- **Problem statement**:
Can you extend the essay below about missing family at Thanksgiving, picking up right after its last sentence?

- **Passage provided**:
·····

Photo contributed by Hannah Ratcliffe ’22
When we think of Thanksgiving, we think of all the fun, unique traditions that the holiday is full of: breaking the turkey wishbone, eating cultural foods, playing American football and more. Nonetheless, each of these traditions share one similar characteristic: family.
When students are asked about their Thanksgiving plans each year, the first thing that is mentioned is who will be joining them at the dinner table. However, not all of us have the luxury to simply hop in the car to Grandma and Grandpa’s house, making the day much more yearning and nostalgic.
I’ve never been a huge fan of Thanksgiving. Unlike many of my peers, my family lives approximately 8200 miles away in South Africa, a country where Thanksgiving is a non-existent holiday. While I appreciate my family’s rich culture and second home, I always wish things were different when Thanksgiving rolls around each year.
Due to the long distance and more recently COVID-19 travel restrictions, I haven’t been able to see my grandparents, aunts,uncles or cousins in almost four years, so hearing about the casualness surrounding my peers’ Thanksgiving plans breeds a jealousy inside me that I wish I didn’t have to feel. A single phone call cannot nearly do justice to a personal presence, and I find myself wishing things were different year after year.

·····

Referring expression pointing data
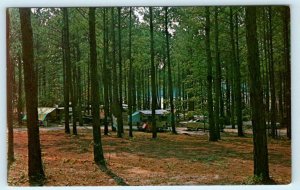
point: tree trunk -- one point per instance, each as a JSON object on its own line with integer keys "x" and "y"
{"x": 212, "y": 132}
{"x": 66, "y": 51}
{"x": 261, "y": 166}
{"x": 98, "y": 151}
{"x": 116, "y": 110}
{"x": 73, "y": 90}
{"x": 153, "y": 81}
{"x": 287, "y": 95}
{"x": 9, "y": 90}
{"x": 120, "y": 69}
{"x": 238, "y": 91}
{"x": 79, "y": 96}
{"x": 105, "y": 79}
{"x": 236, "y": 75}
{"x": 35, "y": 167}
{"x": 218, "y": 77}
{"x": 130, "y": 76}
{"x": 272, "y": 80}
{"x": 20, "y": 91}
{"x": 170, "y": 83}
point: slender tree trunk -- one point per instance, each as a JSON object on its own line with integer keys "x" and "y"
{"x": 286, "y": 52}
{"x": 261, "y": 165}
{"x": 35, "y": 167}
{"x": 9, "y": 90}
{"x": 73, "y": 90}
{"x": 130, "y": 76}
{"x": 79, "y": 97}
{"x": 238, "y": 91}
{"x": 98, "y": 151}
{"x": 66, "y": 52}
{"x": 236, "y": 75}
{"x": 20, "y": 91}
{"x": 105, "y": 79}
{"x": 120, "y": 70}
{"x": 115, "y": 104}
{"x": 218, "y": 77}
{"x": 153, "y": 81}
{"x": 170, "y": 83}
{"x": 272, "y": 80}
{"x": 212, "y": 132}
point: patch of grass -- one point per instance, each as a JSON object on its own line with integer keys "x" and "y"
{"x": 254, "y": 180}
{"x": 207, "y": 159}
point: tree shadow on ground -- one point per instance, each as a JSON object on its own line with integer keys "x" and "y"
{"x": 116, "y": 178}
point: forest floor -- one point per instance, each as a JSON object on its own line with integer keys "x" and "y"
{"x": 183, "y": 159}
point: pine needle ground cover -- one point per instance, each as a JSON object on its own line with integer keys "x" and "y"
{"x": 169, "y": 160}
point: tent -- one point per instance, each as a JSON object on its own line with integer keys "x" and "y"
{"x": 44, "y": 114}
{"x": 163, "y": 117}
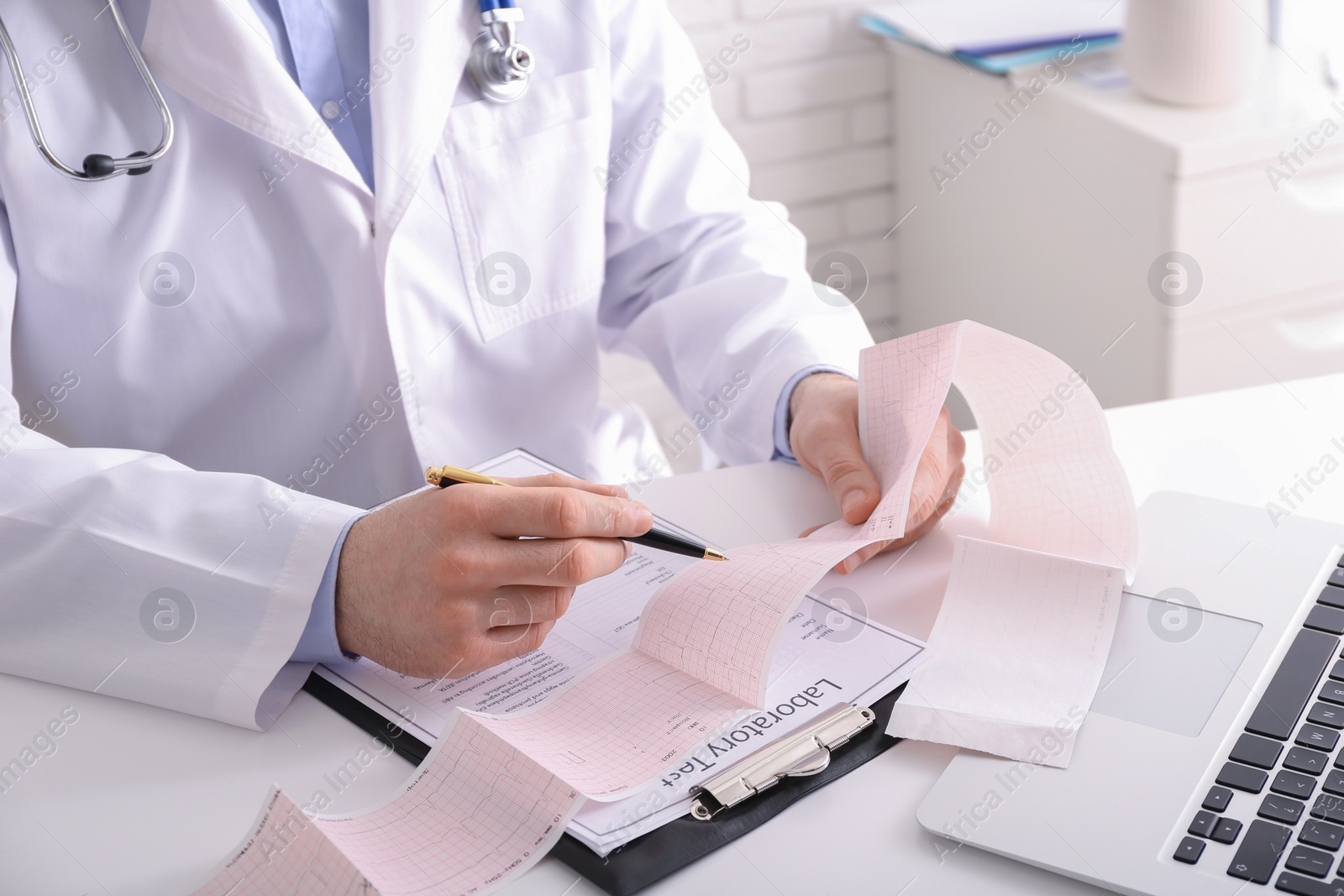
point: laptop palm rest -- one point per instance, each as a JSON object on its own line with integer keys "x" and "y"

·····

- **Result below**:
While I always spend my Thanksgivings with my family friends and their family, who have welcomed us with open arms, I lack the emotional connection and attachment to the holiday that so many of my peers hold. I used to blame my dislike for Thanksgiving on the food or the busy time of year, but I now realize that a major aspect of the day has and will always be missing for me.
Thanksgiving just serves as a reminder that I will never truly experience a typical family dinner in the way my peers do. For some, it may seem like a guarantee to have family gathered around the table, but for me, it is a fantasy.